+++ Excerpted text +++
I don't know how people can live comfortably in such an unfair jacked up world where some parents will only allow their children to eat organic foods and others treat their children as if they have done some immortal sin.

Perspectives

I just ran across the following blog post: http://www.firstmotherforum.com/2013/01/foreign-adoption-may-save-one-child-but.html

The comments are a battleground between adoptive parents, birth parents, and adoptees. All are slinging mud at each other trying to make the other "the bad guy." From my position as a complete outsider I can't help but wonder how none can see what the real problem is: we live in a fundamentally f*cked up world. All any one can see is how this fundamentally f*cked up world is negatively affecting them.

Don't people see a problem with the fundamental arguments? Adoption in a completely foreign culture vs. growing up in an inadequate orphanage?

Here are 2 comments which compare domestic foster care to international orphanages:
on orphanages:

  • "Jane, I ask you…Have you ever been to an orphanage? Have you ever spent time there, talking to the children in their native languages? Have you ever had a meal with them? Have you ever had those children beg, promise you everything, offer you their favorite doll or stuffed animal, just so you'd take them with you? Have you ever held a starving child in your arms, watching it labor for breath? Have you ever walked into an orphanage for special needs children and have the stench of rotting flesh greet you? Until you have experienced those things, I respectfully submit that you probably don't know what you're talking about. And I understand that this will probably won't ever get published, but at least you will question yourself. Because, Jane, in your heart of hearts you can't possibly be so cruel as to suggest leaving children in the hellholes we call "orphanages"."
+++
### Direction A:
Copy the adoption post starting at "The comments are" and ending at "an inadequate orphanage?", but change "battleground" to "war zone".
### Direction B:
Which three groups does the adoption post say are fighting in the comments?
The material that follows comes from a different source than the adoption post.
+++ Records shown +++
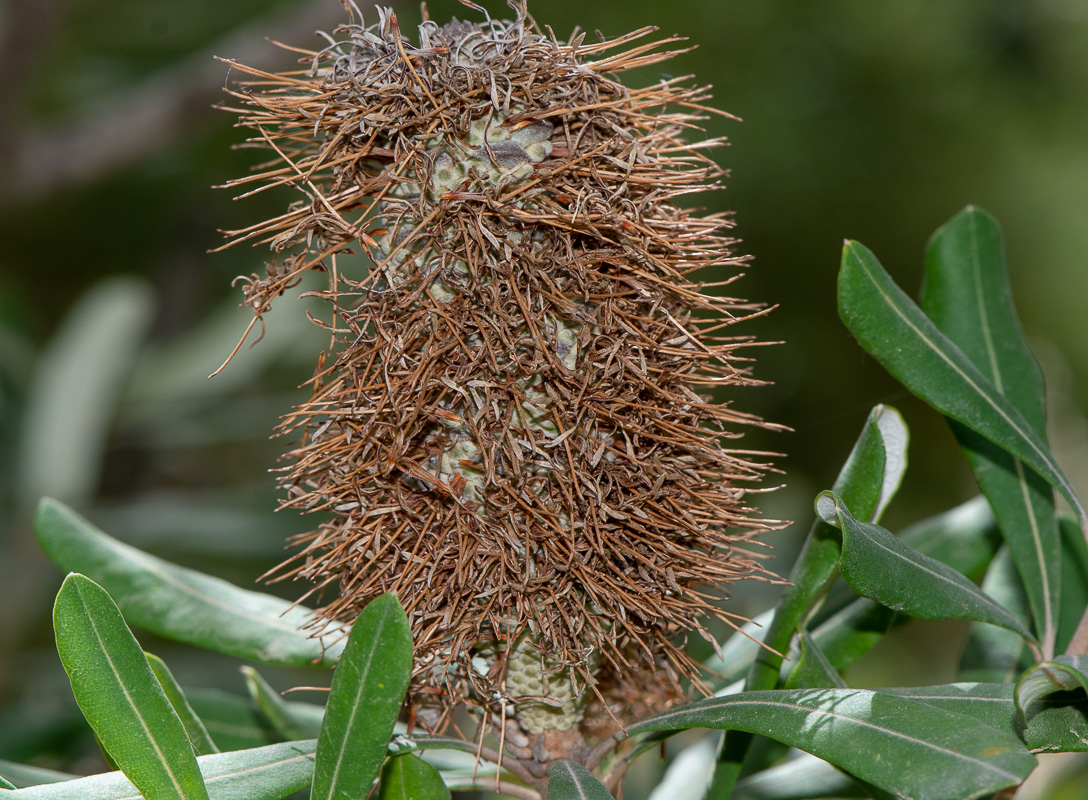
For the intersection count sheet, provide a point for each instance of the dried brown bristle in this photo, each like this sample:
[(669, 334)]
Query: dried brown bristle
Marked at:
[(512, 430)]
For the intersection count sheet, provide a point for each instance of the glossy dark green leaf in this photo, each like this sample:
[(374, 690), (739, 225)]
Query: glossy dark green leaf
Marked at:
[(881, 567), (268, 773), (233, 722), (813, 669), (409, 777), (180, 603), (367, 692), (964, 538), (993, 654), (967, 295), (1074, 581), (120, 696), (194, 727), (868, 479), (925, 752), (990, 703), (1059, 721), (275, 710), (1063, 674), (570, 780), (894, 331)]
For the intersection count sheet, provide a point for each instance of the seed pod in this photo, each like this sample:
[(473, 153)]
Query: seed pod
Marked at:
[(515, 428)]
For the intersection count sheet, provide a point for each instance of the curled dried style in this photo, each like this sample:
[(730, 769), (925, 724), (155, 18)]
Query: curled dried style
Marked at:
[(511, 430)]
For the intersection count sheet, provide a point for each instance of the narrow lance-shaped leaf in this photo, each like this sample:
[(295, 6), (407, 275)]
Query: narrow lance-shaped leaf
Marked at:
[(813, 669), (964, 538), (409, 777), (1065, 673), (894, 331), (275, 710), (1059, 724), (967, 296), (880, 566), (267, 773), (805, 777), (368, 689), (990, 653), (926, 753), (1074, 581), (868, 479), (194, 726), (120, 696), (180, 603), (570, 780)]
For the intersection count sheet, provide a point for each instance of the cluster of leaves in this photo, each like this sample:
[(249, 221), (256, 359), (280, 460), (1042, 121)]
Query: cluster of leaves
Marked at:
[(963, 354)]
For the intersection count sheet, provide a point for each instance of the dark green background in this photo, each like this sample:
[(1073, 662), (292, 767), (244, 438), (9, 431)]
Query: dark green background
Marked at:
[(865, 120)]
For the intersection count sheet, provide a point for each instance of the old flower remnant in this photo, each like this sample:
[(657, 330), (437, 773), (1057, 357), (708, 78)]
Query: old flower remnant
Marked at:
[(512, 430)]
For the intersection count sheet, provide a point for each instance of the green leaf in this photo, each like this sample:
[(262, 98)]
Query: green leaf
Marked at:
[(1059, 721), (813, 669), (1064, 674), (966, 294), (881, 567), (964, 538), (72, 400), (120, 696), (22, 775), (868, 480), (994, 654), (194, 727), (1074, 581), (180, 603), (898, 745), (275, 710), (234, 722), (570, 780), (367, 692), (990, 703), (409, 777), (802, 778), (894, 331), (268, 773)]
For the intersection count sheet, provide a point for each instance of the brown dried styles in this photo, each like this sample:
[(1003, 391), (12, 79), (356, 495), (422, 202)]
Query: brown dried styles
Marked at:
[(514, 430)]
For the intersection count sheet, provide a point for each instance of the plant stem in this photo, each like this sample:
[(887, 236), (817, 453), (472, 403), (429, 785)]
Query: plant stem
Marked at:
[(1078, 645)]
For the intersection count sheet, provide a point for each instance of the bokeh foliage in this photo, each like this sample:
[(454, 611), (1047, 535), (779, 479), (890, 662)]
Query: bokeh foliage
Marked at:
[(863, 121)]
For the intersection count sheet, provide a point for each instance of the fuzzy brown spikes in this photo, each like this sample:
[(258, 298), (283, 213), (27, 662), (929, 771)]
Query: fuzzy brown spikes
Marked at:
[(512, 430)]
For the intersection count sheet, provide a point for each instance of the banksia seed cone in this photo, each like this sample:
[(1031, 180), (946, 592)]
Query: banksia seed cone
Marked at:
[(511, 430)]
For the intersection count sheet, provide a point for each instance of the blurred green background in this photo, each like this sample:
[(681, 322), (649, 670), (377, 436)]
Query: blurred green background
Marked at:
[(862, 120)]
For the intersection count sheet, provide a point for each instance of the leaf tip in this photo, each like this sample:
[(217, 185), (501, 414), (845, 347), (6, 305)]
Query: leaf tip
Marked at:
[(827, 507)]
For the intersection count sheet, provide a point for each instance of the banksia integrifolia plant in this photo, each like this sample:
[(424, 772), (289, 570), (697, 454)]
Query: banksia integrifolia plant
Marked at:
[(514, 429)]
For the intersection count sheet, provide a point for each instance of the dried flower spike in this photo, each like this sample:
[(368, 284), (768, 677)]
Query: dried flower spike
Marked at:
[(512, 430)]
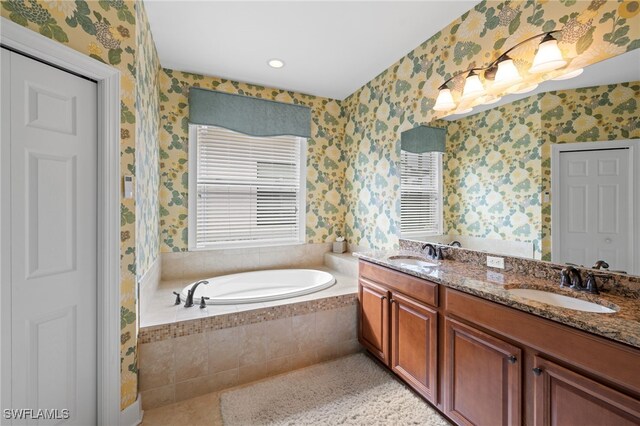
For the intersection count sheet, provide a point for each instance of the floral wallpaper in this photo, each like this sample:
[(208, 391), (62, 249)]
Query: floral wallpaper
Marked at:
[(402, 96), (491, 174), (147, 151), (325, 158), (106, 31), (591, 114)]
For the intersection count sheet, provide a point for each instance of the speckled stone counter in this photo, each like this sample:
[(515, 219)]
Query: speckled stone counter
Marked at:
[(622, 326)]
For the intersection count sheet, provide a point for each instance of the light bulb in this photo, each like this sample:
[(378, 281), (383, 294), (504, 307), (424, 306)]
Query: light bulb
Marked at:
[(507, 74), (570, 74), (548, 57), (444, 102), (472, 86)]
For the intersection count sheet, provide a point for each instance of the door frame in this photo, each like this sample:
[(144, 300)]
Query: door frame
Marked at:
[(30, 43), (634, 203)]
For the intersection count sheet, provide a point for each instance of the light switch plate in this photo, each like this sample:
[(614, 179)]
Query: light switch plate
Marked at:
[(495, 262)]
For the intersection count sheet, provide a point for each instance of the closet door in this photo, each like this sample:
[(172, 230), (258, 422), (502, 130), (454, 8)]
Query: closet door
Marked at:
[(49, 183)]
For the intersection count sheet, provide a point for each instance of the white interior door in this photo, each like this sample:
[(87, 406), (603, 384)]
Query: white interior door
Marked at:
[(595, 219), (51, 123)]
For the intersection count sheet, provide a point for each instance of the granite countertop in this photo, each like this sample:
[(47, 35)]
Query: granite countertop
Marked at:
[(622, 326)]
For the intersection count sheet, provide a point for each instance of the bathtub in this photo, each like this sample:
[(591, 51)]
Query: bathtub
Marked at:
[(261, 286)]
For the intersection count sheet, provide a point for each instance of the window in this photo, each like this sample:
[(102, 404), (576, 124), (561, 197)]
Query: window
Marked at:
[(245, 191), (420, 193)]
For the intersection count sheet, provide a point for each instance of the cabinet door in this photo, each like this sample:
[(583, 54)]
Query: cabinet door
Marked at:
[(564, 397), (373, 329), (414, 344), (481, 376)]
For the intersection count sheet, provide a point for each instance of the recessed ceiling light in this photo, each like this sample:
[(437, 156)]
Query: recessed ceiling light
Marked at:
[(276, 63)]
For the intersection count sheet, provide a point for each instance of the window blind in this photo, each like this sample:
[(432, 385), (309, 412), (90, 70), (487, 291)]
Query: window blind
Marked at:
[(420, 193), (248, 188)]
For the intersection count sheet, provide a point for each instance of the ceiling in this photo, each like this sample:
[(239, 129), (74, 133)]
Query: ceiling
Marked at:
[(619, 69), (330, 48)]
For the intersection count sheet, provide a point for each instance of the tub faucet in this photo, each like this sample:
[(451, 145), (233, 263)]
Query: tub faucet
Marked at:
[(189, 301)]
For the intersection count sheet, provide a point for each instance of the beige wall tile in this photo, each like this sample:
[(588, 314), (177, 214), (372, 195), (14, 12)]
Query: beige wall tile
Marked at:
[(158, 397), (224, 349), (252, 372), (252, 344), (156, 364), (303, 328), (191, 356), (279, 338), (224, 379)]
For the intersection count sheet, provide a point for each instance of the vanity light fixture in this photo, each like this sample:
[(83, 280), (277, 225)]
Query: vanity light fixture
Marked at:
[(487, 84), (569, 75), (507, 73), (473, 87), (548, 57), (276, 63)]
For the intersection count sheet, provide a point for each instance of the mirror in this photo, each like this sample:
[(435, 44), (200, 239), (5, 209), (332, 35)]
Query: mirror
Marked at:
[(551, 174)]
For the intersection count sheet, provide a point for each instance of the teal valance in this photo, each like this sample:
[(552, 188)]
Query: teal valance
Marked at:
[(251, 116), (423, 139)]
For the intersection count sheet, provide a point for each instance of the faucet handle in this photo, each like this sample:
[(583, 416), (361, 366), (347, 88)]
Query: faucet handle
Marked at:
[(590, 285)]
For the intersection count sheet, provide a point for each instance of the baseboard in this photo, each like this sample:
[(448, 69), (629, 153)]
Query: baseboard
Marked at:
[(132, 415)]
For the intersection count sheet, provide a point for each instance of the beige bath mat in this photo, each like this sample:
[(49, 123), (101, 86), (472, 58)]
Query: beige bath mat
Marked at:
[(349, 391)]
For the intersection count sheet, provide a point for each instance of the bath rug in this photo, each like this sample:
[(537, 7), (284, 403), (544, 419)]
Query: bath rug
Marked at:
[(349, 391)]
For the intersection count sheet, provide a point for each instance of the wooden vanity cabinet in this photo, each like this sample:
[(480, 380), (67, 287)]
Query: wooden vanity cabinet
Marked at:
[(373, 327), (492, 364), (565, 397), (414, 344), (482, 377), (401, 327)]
+++
+++ Records shown +++
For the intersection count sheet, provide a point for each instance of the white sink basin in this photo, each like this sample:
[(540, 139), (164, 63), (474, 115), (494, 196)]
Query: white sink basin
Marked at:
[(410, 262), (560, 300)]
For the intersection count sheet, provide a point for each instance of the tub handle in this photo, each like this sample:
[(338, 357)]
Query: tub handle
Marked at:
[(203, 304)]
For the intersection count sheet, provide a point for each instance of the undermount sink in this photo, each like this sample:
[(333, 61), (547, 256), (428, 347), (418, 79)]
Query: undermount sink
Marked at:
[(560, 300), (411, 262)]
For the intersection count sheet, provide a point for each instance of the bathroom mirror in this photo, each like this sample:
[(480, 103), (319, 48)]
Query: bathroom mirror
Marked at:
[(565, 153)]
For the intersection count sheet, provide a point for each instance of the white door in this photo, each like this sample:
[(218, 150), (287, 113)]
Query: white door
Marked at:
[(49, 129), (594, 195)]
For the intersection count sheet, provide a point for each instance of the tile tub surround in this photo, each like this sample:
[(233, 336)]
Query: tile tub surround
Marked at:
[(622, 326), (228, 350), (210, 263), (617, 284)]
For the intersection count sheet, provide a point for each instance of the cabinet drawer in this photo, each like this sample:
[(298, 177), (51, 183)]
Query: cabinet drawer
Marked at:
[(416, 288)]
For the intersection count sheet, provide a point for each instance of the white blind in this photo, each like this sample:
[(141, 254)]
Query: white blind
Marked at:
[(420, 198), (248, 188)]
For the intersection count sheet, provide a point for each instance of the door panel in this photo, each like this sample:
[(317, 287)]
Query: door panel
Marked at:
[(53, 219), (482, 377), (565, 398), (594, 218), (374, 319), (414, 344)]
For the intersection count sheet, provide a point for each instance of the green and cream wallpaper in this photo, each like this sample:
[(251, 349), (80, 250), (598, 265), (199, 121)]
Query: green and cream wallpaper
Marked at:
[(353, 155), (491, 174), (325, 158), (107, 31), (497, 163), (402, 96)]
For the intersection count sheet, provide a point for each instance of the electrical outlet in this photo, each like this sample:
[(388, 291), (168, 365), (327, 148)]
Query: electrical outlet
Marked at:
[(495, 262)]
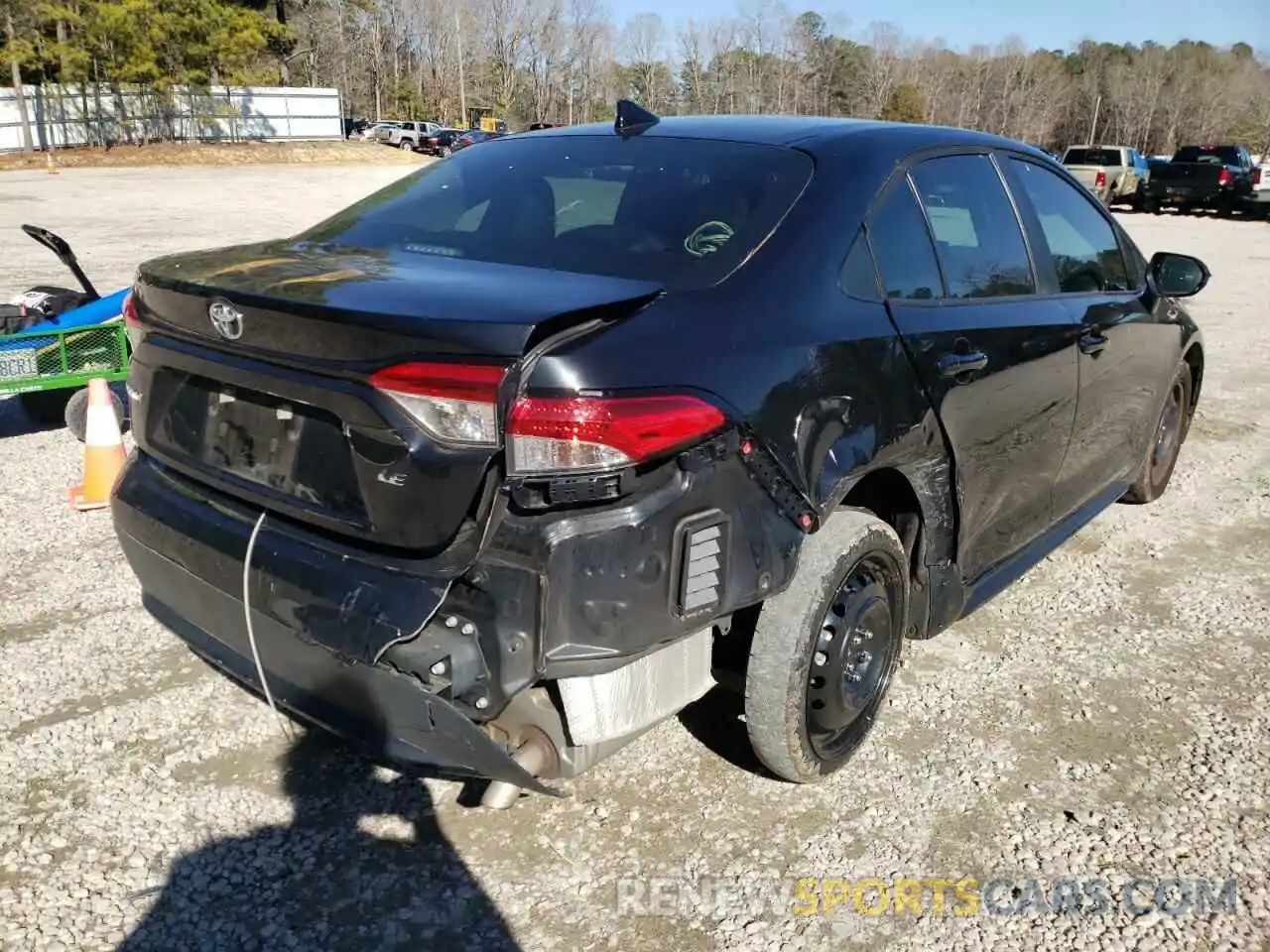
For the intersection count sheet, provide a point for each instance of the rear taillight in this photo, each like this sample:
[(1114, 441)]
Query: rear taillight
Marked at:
+++
### Exercise response A:
The comments are a war zone between adoptive parents, birth parents, and adoptees. All are slinging mud at each other trying to make the other "the bad guy." From my position as a complete outsider I can't help but wonder how none can see what the real problem is: we live in a fundamentally f*cked up world. All any one can see is how this fundamentally f*cked up world is negatively affecting them.

Don't people see a problem with the fundamental arguments? Adoption in a completely foreign culture vs. growing up in an inadequate orphanage?

### Exercise response B:
Adoptive parents, birth parents, and adoptees.